**EXERCISE TASK**
Return the data below verbatim, reproducing every line in its original order without any change.

* * * * *

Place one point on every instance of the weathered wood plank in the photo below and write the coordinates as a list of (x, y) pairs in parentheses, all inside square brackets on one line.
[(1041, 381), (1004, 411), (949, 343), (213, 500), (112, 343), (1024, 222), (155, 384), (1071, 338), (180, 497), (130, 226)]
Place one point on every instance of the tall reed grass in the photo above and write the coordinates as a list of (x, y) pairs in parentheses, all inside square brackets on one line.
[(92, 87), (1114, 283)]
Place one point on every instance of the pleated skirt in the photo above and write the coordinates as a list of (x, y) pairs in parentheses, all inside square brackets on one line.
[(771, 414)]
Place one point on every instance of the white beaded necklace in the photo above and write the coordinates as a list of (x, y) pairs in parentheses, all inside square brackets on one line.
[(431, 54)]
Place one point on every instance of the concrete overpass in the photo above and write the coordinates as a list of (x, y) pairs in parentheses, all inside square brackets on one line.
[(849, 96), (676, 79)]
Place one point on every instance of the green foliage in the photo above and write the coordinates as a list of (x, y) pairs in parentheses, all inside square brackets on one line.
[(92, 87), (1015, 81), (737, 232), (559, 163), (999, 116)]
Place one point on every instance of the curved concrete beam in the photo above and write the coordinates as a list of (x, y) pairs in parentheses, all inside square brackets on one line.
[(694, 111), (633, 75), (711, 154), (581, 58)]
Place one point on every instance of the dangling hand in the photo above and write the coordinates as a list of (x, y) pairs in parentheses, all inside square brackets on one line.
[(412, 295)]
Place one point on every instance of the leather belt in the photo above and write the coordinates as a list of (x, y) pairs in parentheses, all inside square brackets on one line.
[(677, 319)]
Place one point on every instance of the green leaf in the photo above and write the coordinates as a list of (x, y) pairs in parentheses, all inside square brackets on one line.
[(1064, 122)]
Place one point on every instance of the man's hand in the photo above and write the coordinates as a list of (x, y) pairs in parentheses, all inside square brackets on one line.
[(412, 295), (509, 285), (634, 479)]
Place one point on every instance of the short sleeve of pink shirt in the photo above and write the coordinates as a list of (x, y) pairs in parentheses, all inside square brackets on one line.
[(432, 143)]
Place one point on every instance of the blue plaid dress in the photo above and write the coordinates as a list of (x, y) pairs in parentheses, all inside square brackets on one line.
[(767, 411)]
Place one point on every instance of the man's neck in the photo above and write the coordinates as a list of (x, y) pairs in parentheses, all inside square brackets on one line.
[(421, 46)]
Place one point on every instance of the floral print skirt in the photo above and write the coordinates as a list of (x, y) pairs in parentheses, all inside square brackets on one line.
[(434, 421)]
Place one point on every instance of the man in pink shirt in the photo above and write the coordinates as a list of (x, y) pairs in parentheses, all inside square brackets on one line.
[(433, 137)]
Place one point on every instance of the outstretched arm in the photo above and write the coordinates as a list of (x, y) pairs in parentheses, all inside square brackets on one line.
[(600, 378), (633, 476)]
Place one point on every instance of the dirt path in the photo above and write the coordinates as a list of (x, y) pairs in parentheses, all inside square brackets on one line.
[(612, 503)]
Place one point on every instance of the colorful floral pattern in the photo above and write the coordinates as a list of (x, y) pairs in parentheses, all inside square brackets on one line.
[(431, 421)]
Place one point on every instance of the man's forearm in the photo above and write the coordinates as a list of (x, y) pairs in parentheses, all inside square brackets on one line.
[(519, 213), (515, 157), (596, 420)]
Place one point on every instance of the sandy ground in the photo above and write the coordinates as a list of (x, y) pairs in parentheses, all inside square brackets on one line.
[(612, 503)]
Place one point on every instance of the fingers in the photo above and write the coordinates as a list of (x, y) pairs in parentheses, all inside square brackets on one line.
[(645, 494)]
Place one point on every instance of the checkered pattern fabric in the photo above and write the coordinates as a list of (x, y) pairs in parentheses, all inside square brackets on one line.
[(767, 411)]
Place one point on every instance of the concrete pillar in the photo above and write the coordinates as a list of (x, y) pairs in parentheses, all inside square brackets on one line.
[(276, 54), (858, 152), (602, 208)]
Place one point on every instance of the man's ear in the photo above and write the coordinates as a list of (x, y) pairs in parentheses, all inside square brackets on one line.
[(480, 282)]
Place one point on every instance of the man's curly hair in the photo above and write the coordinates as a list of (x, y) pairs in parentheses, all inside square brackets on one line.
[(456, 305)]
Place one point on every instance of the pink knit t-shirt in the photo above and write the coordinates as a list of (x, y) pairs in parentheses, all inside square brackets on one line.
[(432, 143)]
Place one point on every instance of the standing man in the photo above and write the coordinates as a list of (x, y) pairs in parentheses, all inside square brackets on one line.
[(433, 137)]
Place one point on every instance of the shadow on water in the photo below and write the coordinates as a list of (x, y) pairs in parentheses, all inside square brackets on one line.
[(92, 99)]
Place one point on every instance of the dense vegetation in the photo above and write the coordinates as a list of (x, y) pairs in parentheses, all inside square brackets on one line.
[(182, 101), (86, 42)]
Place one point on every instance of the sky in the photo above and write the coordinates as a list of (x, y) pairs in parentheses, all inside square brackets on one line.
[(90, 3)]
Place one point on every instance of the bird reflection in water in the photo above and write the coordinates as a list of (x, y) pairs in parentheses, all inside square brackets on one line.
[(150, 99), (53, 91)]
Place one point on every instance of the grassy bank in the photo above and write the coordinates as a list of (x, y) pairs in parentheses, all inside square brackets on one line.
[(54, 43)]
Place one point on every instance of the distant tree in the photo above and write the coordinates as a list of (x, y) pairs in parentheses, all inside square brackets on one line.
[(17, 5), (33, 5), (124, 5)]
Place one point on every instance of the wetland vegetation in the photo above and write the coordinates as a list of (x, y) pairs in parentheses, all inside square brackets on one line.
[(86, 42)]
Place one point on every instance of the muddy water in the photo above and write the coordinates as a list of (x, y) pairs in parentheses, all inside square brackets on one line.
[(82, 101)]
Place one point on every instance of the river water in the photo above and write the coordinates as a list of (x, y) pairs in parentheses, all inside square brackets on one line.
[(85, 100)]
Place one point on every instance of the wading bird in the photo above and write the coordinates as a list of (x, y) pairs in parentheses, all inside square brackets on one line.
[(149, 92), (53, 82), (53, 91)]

* * * * *

**PROBLEM SOLUTION**
Place one point on every instance of the weathered wood plank in the photo below and write the coordinates as a list of (x, y) pairs in parentheses, all inside square brackets on one line.
[(1041, 381), (1004, 411), (949, 343), (213, 500), (112, 343), (1024, 222), (155, 384), (1071, 338), (180, 497), (130, 226)]
Place one point on every instance of the tall reed grass in the photo above and write the coordinates as a list of (x, y) pairs in parentheses, all inside square brackets on one line.
[(92, 87), (1114, 283)]
Place one point on every instance of the pleated skirt in the photo above and write the coordinates as a list of (x, y) pairs in parentheses, all inside square brackets on one line.
[(771, 414)]
Place one point on every instance of the white beaded necklace in the photo above and write the coordinates as a list of (x, y) pairs in parentheses, all inside square brackets on one line.
[(431, 54)]
Place one point on every instance of the concrete overpass in the photo above and write the coordinates as a list of (x, y) pairs in parentheses, all inside square brackets on one line.
[(849, 96), (676, 79)]
Place one point on every instance of the green foliage in the photo above and write the coordinates as a list of (x, y) pairs in parentheses, all inside square brackets on one line.
[(92, 87), (1015, 81), (737, 232), (559, 163), (999, 116)]
Place one point on every instance of the curved concrete beam in the photo above and write the coordinates as a list of (x, y) pairs in parentheses, all inside square brackets on one line.
[(694, 111), (633, 75), (711, 154), (581, 58)]
Place one point on every instance of the dangling hand in the photo above and write the coordinates as a list of (x, y) pairs in parentheses, all inside square brackets on one line.
[(412, 295)]
Place one point on every instance of the leather belt in the photo above and write the coordinates as a list of (x, y) pairs in parentheses, all inside square brackets on one line.
[(677, 319)]
Place one point on every instance of the green leaf in the photo above and write the coordinates as a list of (x, y) pairs in parentheses, all inside square brackets on one line.
[(1064, 122)]
Place one point on every instance of the man's hand in the photo above and write the coordinates as a list of (x, y) pairs in parentheses, all inside square brackets on one line.
[(412, 295), (509, 285), (634, 479)]
Place one point on every instance of the short sleeve of pink shirt in the photo above and write the coordinates as a list of (x, y) pairs in parentheses, all inside square brackets on one line.
[(432, 143)]
Place one point on every instance of the blue plaid dress in the photo above and write the coordinates as a list of (x, y) pairs in parentheses, all inside square brackets on one line.
[(767, 411)]
Place one point on every instance of the man's neck in the photo above and write the coordinates as a list of (x, y) pairs in parentheses, all inside square brackets on one line.
[(421, 46)]
Place one point on every instance of the floral print skirt in the photo above and write the coordinates as a list of (x, y) pairs in parentheses, all inside square brackets on one line.
[(434, 421)]
Place one point on every instance of the man in pink shirt in the photo above and write the coordinates as a list of (x, y) pairs in parentheses, all inside square brackets on one line.
[(433, 137)]
Place one point on every instance of the outstretched arm in the photo above and write the coordinates as a list of (x, y) pairs in parentheses, all inside square brackets on one line.
[(600, 378), (633, 476)]
Place one point on every instance of the dirt path in the photo above and write the coordinates as a list of (x, y) pairs in parentheses, all inside square brackets on one line.
[(612, 503)]
Place one point on every instance of the colorful floral pattern in the photo above and write the coordinates as a list of (x, y) pairs in parentheses, all inside square brackets on one line.
[(431, 421)]
Place one point on every instance of the man's forearm in the photo above and write the coordinates as a list of (x, y) pairs in parentheses, all inside square brackets on one line.
[(519, 213), (515, 157), (596, 420)]
Place one point on every instance of the sandy ground in the photo above and write the coordinates as a list of (x, y) pairs in parentheses, all inside square brackets on one line.
[(612, 503)]
Place one point on every instance of the fingers in the photo above and write the coordinates as a list of (x, y) pairs in parentheses, all inside square brackets on one line.
[(645, 494)]
Place one point on every instance of the checkered pattern fabric in the photo above and write the coordinates as a list of (x, y) pairs in parentheses, all inside square brackets on one line.
[(767, 411)]
Place one point on every instance of the concrete pillar in the photo above and write the coordinates as a list of (x, y) pairs in parentheses, all inside square brackets on one line.
[(276, 54), (858, 152), (602, 208)]
Place one point on every instance of the man's ear in the photo above and write the coordinates as a list of (x, y) pairs in parentheses, all inside square brackets on one line.
[(480, 282)]
Place one point on every instance of the man's curly hair in the photo above and write the coordinates as a list of (x, y) pairs in parentheses, all inside square brackets on one line.
[(456, 305)]
Place one point on every instance of the pink knit t-shirt in the photo above and write the coordinates as a list of (x, y) pairs in parentheses, all inside square brackets on one line.
[(432, 143)]
Place one point on every instance of the standing man in the photo above and write the coordinates as a list of (x, y) pairs in parentheses, all inside square brackets on one line.
[(433, 137)]
Place one point on every instance of the shadow on water in the photo below and write the coordinates as a list of (x, y) pairs in parentheses, all inside square brackets on one line.
[(92, 99)]
Place one point on every instance of the dense vegetation in the photo above and write the coordinates as a list of (x, y) pairs in parentheses, all inside square brackets on one line.
[(182, 101), (86, 42)]
Place one point on every instance of the sky in the photo above and write the coordinates as a list of (x, y) pairs in parentheses, all inside square brackets on one line.
[(90, 3)]
Place one point on every instance of the bird reflection in water in the photo above and write the coordinates as a list of (x, y) pairs in parentheses, all inside square brackets on one line.
[(150, 99), (53, 91)]
Place one point on every instance of the grassy bank in the photo above and write the coordinates as a list of (x, y) pairs in parentheses, all inside square brackets on one line.
[(54, 43)]
Place one point on every instance of the distant tree in the photo above and write the coordinates as a list of (x, y) pairs in parentheses, all inside square brackets on one line.
[(17, 5), (33, 5), (124, 5)]
Place one point on every instance of the wetland vegetation in the photo above and write the coordinates as a list of (x, y) pairs in parentheses, all inside square brackets on one line.
[(86, 42)]
Place one point on every instance of the muddy water in the photo above and write the coordinates as a list of (x, y) pairs in parentheses, all inside square brackets on one line.
[(82, 101)]
Place one point on every instance of the river water in the photo above and write the coordinates as a list of (x, y) pairs in parentheses, all inside square brackets on one line.
[(85, 100)]
Place one point on every instance of the wading bird in the photo above and write the coordinates as a list of (x, y) pairs in parentheses, all inside square brackets on one line.
[(149, 92), (53, 82), (53, 91)]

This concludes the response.